**Exercise inputs**
====

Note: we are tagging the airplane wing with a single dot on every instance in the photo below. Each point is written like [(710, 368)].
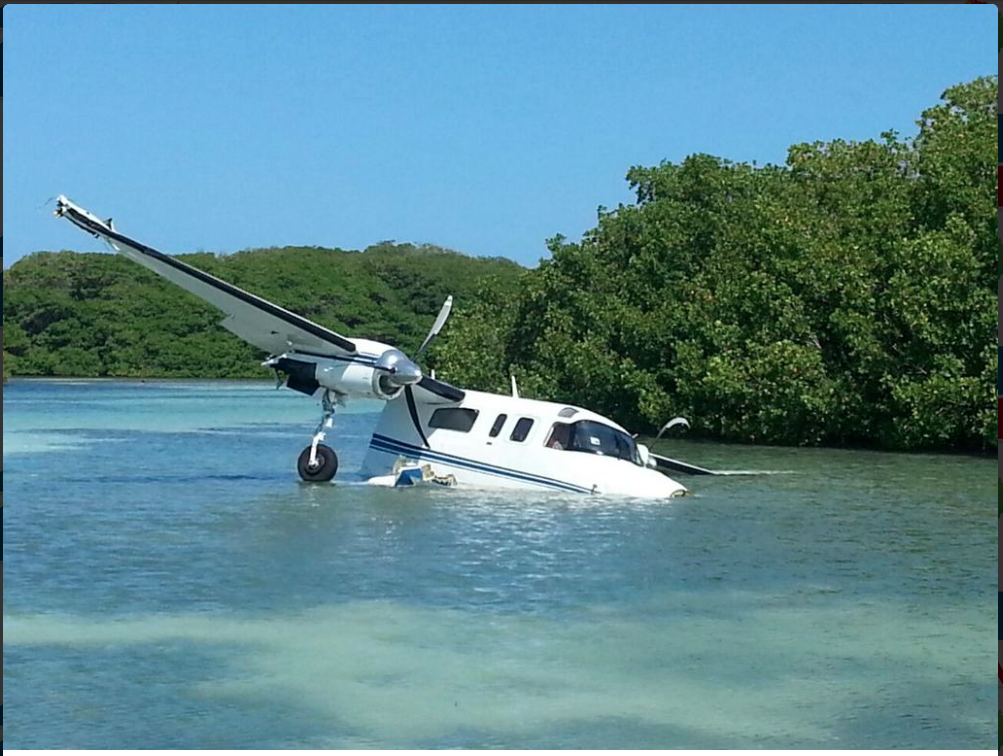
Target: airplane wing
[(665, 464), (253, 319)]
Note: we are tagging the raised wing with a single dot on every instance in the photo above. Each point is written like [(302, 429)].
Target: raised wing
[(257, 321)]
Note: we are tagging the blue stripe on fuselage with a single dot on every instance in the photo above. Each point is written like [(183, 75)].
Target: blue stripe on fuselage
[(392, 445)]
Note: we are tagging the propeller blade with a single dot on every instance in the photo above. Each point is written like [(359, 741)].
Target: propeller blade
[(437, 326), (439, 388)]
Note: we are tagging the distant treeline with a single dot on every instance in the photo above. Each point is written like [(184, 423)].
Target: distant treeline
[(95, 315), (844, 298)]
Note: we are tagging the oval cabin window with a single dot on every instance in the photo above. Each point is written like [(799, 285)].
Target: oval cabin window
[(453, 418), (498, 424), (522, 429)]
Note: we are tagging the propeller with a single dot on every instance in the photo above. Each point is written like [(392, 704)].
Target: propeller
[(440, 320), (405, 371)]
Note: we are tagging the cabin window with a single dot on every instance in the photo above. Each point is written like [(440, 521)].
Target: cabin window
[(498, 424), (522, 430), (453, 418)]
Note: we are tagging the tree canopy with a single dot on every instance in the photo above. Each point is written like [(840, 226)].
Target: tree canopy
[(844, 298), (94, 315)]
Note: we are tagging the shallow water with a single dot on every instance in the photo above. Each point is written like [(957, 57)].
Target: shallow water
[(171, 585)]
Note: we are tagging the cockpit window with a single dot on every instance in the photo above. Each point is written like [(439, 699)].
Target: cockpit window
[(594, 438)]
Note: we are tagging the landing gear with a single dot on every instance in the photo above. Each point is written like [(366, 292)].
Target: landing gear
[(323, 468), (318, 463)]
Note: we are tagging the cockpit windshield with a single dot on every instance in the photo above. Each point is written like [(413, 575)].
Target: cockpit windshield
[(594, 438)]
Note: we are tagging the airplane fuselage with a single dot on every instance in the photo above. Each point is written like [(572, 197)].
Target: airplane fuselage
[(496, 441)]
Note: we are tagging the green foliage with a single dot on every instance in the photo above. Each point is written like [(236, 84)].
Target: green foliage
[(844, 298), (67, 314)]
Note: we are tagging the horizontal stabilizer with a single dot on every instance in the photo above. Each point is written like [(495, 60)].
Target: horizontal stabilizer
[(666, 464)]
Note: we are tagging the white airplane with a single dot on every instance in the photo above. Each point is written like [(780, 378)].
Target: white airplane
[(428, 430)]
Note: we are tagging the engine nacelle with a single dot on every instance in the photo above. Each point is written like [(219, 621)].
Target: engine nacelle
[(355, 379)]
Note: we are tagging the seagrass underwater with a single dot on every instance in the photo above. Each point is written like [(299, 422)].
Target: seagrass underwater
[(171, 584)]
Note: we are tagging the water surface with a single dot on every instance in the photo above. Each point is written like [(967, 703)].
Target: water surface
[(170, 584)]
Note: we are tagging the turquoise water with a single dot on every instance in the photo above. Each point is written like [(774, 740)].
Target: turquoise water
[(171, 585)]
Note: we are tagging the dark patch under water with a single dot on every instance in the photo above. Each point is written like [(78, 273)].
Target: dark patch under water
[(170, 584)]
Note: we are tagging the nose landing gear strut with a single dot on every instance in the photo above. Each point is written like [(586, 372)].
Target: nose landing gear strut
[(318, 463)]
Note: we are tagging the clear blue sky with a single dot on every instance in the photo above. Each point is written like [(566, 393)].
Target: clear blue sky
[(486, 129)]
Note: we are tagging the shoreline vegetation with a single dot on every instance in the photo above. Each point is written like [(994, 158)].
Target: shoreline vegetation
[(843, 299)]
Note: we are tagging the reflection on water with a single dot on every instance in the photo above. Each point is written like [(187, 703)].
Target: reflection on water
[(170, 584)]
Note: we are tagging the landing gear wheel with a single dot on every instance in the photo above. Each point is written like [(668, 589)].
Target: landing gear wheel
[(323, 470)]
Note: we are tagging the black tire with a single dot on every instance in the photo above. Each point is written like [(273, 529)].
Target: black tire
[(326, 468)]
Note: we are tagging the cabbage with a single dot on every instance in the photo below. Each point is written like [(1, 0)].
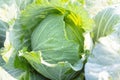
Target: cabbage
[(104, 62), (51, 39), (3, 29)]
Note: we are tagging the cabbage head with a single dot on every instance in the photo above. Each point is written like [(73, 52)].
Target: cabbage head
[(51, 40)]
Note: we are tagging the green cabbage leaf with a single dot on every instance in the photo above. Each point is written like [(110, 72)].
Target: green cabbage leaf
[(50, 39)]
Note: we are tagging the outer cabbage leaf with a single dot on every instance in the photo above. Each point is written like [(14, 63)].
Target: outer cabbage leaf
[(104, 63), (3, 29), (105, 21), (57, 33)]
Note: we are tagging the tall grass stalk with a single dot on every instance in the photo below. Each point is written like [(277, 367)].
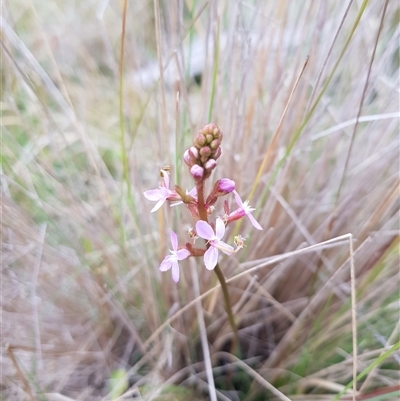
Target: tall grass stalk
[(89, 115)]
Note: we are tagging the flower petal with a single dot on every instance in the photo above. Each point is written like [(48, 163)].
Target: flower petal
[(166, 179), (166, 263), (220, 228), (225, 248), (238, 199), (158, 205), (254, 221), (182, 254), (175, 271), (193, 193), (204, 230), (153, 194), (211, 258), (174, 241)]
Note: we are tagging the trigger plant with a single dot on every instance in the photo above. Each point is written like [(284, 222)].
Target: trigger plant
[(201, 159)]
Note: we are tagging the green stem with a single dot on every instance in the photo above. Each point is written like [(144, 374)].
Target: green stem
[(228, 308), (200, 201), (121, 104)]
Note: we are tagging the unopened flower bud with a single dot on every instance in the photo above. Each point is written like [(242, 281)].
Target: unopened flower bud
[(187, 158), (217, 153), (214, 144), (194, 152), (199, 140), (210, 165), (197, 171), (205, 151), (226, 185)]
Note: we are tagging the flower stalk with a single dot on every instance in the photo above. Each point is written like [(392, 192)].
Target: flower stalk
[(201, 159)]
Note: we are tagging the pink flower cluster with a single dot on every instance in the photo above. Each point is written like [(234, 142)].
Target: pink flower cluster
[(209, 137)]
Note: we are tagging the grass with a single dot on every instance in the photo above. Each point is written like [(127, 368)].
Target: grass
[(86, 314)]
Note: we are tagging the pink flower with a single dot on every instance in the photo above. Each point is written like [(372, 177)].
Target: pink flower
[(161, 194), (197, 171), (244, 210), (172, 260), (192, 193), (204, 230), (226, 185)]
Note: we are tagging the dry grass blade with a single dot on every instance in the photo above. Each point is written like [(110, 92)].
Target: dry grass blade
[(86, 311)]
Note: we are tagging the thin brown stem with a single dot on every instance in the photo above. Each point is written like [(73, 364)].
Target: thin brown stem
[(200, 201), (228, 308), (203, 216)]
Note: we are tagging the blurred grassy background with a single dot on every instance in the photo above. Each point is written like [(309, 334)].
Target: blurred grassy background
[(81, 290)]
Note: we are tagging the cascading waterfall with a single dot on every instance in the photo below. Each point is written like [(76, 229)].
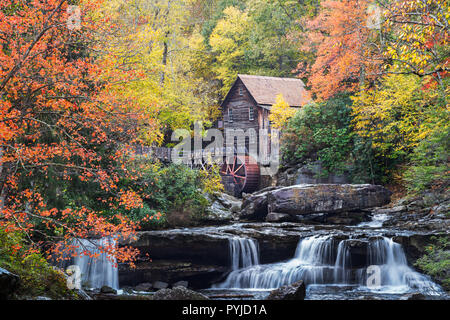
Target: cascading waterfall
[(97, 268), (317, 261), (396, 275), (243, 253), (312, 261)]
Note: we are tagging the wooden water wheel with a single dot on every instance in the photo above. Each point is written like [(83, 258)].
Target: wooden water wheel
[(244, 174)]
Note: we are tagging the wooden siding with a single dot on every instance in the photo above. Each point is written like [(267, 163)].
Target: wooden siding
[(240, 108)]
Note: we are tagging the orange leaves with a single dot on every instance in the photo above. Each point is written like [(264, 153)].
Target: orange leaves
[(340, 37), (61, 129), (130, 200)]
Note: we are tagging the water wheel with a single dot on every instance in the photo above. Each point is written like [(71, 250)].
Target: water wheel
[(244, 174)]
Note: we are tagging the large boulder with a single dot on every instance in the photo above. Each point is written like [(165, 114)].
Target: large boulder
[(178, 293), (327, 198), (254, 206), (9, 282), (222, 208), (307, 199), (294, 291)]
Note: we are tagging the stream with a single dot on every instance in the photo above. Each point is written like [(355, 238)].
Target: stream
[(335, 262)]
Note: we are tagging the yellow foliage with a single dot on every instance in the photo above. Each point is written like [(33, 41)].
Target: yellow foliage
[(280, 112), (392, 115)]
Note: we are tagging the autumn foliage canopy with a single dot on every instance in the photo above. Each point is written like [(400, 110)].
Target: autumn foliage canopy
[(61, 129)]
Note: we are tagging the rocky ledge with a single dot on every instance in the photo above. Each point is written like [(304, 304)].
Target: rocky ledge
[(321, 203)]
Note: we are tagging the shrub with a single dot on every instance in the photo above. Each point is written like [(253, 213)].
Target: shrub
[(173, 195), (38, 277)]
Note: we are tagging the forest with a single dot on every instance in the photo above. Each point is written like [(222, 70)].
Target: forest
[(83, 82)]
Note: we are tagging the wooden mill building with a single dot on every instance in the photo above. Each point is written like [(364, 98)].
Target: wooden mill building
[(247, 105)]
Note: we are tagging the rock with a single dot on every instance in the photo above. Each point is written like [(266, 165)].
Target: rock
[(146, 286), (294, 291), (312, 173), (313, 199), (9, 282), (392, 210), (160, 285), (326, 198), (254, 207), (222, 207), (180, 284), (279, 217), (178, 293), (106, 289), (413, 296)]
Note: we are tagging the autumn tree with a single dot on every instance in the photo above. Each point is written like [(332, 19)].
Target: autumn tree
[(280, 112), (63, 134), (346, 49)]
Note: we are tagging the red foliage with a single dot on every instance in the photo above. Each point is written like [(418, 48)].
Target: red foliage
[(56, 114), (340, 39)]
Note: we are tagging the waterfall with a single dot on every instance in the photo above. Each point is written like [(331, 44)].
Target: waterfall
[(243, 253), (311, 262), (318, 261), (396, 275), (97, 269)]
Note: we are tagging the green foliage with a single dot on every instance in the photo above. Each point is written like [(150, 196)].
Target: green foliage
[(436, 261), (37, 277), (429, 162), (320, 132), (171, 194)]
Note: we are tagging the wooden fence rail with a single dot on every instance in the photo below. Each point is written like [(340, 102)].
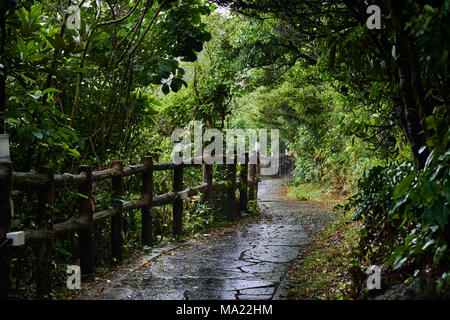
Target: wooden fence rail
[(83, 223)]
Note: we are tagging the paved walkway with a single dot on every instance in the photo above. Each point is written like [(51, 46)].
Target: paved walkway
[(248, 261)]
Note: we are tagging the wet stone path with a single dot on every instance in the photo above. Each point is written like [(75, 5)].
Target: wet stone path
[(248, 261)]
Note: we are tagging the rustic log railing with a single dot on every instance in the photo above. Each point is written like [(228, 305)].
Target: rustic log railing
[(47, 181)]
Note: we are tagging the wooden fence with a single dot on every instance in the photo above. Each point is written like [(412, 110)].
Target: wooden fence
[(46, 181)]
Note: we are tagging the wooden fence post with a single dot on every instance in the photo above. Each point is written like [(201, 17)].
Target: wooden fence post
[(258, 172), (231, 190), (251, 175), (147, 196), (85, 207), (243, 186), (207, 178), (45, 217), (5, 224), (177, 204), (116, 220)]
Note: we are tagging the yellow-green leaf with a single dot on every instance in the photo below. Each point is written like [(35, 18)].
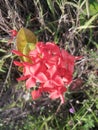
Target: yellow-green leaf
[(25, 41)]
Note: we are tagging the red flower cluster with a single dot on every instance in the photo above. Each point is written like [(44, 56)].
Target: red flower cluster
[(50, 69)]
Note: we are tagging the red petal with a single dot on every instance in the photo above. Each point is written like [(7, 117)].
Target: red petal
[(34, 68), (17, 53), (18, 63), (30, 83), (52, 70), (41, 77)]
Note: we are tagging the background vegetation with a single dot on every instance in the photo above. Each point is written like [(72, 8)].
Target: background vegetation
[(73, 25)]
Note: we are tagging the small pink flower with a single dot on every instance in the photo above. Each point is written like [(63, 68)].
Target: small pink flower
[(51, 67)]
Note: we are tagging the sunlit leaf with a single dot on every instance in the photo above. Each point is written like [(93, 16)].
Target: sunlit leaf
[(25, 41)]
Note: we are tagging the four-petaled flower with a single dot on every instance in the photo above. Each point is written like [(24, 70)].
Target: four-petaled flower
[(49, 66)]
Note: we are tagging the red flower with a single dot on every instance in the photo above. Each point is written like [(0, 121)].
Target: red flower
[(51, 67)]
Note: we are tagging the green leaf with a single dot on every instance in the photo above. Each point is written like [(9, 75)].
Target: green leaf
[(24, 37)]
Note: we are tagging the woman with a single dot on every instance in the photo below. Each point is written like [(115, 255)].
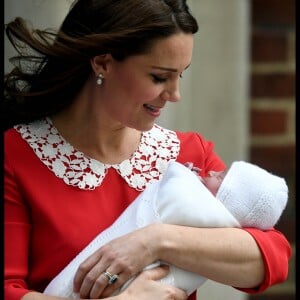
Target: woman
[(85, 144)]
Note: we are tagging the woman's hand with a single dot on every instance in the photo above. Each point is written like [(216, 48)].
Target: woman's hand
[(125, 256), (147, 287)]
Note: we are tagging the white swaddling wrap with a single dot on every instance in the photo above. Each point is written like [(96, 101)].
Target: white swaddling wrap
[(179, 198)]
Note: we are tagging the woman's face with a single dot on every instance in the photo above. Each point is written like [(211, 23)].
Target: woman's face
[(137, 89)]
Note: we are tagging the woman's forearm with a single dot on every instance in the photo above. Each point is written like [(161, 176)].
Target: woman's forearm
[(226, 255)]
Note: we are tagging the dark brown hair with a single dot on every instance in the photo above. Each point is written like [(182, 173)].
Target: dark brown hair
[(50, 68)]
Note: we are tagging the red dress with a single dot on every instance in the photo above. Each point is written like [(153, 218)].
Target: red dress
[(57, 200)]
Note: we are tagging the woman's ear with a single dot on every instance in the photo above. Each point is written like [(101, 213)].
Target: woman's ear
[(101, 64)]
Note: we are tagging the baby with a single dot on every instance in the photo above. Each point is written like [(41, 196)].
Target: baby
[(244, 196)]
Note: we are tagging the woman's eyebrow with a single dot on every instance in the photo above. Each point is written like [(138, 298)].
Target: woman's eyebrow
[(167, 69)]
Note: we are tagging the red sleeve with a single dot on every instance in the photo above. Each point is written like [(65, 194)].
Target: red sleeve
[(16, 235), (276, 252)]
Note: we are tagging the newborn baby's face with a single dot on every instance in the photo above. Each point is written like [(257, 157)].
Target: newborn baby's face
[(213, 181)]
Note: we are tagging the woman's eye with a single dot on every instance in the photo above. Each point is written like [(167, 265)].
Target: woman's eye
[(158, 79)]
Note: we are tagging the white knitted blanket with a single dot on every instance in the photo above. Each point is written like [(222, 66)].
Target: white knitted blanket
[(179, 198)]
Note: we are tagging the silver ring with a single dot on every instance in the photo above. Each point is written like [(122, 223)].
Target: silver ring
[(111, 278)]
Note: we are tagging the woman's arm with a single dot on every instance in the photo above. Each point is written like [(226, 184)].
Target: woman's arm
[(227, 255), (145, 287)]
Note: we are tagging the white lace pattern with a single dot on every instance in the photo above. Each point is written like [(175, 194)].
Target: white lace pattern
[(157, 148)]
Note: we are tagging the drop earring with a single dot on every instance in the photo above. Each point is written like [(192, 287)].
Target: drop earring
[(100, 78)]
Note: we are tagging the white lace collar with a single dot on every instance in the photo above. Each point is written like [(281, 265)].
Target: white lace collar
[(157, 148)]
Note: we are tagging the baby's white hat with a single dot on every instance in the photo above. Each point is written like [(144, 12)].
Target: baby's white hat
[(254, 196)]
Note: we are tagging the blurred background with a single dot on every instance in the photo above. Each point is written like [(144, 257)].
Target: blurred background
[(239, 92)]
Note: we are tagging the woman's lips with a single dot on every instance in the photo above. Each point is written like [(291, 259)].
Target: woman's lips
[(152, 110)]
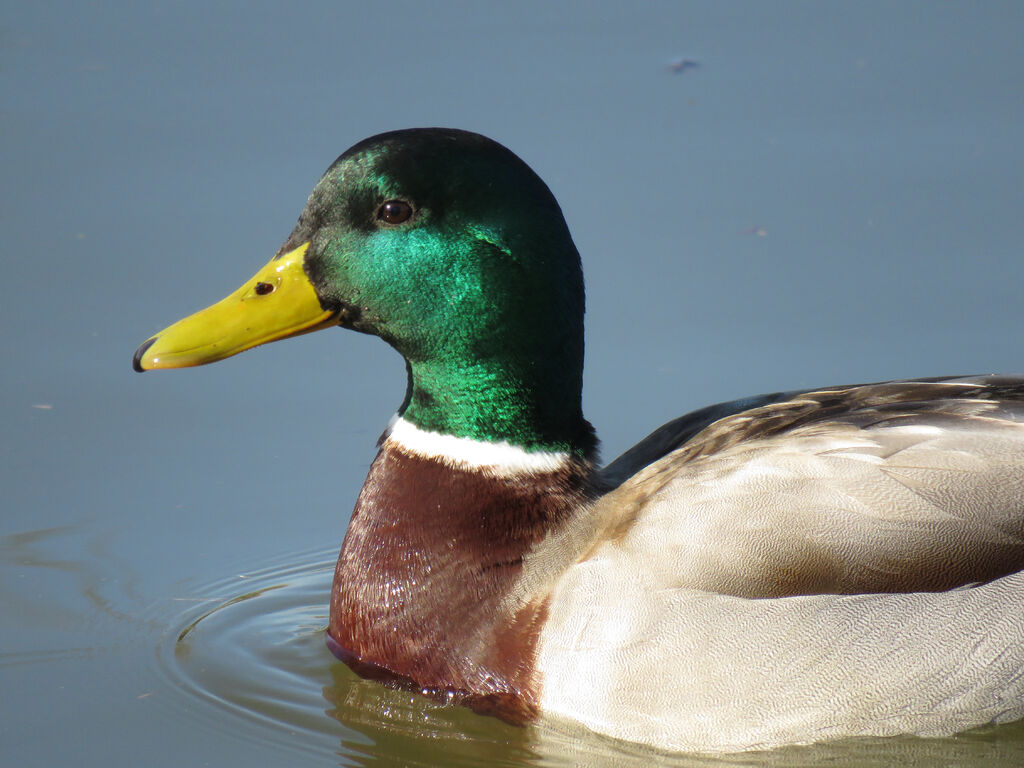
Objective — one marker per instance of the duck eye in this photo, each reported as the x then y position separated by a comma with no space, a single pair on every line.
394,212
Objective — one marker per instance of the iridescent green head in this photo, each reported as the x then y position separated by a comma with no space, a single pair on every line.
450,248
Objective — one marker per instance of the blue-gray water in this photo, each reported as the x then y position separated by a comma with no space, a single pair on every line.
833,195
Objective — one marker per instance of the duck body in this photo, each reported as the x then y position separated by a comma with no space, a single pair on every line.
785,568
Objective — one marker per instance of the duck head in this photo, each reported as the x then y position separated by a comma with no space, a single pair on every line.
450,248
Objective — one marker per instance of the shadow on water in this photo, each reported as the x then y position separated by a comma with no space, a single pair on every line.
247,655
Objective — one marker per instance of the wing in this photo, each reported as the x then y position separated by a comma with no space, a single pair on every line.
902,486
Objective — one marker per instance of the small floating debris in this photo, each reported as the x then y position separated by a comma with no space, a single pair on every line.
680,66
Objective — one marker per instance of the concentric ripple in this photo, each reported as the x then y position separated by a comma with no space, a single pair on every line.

====

From the first line of the entries above down to the line holding "Note: we are tagging the oval", quote each line exactly and nothing else, skipping pictures.

**Task answer**
Note: we are tagging the airplane wing with a single dot on every instance in the photo below. Each point is written like [(710, 368)].
Target: airplane wing
[(665, 464), (253, 319)]
Note: we are tagging the raised wing with a single dot on every instance in the photo above. Each point is written like [(302, 429)].
Target: raised wing
[(257, 321)]
Note: we are tagging the blue stripe on fuselage with a single dot on every instance in the photo above. Each point is written like [(183, 75)].
Target: blue stripe on fuselage
[(392, 445)]
Note: we are tagging the propeller blade with a single dot on every instance in the photo above. Each point is written like [(359, 741)].
Target: propeller blade
[(437, 326), (439, 388)]
Note: we are tagging the distant treeline with a single dot on every instance in the photo above. Each point is written like [(184, 423)].
Target: distant treeline
[(95, 315), (844, 298)]
Note: we are tagging the oval cabin window with a single dot on every instance in the photo above. Each point is written like [(799, 285)].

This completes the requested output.